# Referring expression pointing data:
Start of Block

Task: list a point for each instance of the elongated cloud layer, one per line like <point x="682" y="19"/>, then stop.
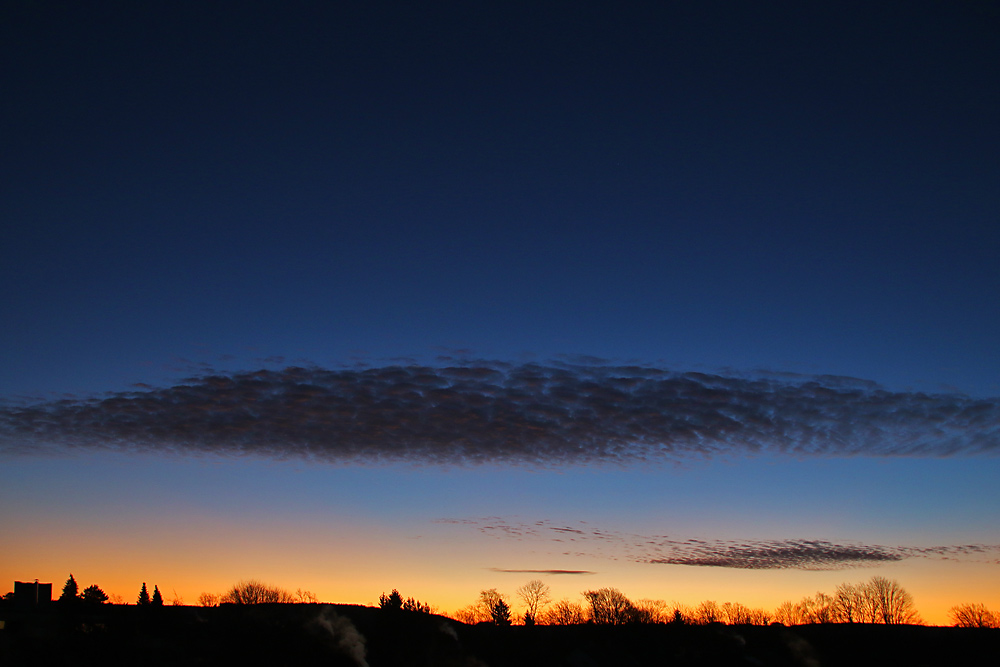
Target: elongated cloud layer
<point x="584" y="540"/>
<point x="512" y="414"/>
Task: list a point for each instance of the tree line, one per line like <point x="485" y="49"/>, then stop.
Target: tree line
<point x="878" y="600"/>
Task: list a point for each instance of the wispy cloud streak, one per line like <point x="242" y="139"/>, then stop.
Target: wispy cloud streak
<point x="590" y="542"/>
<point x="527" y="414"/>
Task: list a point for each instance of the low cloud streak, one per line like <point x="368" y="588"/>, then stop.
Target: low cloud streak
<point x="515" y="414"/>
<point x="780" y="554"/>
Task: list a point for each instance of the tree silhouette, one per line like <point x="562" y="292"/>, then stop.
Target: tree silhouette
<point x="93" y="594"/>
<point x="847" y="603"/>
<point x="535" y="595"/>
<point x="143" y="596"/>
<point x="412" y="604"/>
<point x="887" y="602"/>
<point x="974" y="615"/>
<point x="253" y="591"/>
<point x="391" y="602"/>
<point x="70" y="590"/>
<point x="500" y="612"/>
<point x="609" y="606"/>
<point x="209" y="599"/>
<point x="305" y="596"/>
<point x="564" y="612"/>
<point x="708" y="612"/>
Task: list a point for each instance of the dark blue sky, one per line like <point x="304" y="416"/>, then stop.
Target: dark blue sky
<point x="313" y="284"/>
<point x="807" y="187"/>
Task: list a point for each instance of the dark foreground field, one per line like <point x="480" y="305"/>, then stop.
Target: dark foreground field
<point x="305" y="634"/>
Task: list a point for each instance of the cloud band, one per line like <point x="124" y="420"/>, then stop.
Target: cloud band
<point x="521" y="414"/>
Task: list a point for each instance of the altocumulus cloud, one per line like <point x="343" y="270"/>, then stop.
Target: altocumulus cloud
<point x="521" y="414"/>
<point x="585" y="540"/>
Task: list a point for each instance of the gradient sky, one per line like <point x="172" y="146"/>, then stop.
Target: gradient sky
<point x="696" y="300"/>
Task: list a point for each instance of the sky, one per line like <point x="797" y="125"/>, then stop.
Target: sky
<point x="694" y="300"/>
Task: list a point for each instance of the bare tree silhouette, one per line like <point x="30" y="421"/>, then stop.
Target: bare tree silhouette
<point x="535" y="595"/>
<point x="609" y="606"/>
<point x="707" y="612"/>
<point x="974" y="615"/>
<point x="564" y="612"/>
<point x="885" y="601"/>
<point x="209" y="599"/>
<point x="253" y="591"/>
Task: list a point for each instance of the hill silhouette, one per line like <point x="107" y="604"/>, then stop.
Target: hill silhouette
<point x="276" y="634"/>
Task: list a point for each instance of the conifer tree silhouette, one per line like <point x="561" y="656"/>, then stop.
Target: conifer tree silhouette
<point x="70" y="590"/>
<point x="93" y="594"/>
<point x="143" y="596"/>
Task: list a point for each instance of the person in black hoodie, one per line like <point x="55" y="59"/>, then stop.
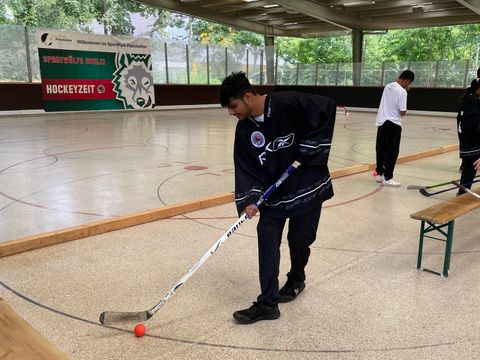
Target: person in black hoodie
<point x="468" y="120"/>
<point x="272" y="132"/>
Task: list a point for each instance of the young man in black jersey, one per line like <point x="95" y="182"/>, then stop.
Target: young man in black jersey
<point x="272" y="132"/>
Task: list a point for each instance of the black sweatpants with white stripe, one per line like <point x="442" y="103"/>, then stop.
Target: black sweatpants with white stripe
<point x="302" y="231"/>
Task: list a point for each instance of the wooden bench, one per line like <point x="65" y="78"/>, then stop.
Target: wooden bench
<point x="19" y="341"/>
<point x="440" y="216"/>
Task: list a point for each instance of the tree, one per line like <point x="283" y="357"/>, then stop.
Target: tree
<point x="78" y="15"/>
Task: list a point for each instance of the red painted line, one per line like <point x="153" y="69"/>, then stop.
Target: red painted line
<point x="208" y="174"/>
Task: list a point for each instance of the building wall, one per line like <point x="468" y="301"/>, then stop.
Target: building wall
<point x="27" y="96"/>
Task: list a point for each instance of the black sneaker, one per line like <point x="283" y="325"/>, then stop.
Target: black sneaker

End of Block

From the line that contains "Task: list a point for each instance of the hill" through the last line of the entries, transcribe every line exactly, leaving out the pictures.

Task: list a point for each instance of the hill silhouette, one per line like <point x="107" y="604"/>, then stop.
Target: hill silhouette
<point x="276" y="634"/>
Task: list a point for each instance of the conifer tree silhouette, one per line like <point x="561" y="656"/>, then stop.
Target: conifer tree silhouette
<point x="70" y="590"/>
<point x="93" y="594"/>
<point x="143" y="596"/>
Task: list a point for each instance of the person in black hoodie, one per line like <point x="55" y="59"/>, then stop.
Target: person in black hoodie
<point x="468" y="120"/>
<point x="272" y="132"/>
Task: list a point for each instance of the young man in black jersey, one per line like <point x="95" y="182"/>, then stop.
Target: young man in black jersey
<point x="272" y="132"/>
Task: list a point for each instance of the black sweatpants with white stripe, one per line like <point x="442" y="103"/>, then stop.
Target: black sweatpants with white stripe
<point x="302" y="231"/>
Task: list a point for each instance of the wooden bench, one per line like <point x="65" y="78"/>, then stop.
Target: wooden bench
<point x="19" y="341"/>
<point x="440" y="216"/>
Task: list a point for each instance of the tree, one per line like <point x="283" y="357"/>, then stop.
Target: tree
<point x="78" y="15"/>
Task: list a point for each instance of the red painted line, one per line like <point x="153" y="69"/>, then stop.
Target: red painted line
<point x="208" y="174"/>
Task: list a point for each instance of the building wall, one per line like <point x="468" y="301"/>, then stop.
Target: building wall
<point x="27" y="96"/>
Task: list a point for each instance of the black sneaker, one per line like <point x="283" y="325"/>, then stop.
Target: black sneaker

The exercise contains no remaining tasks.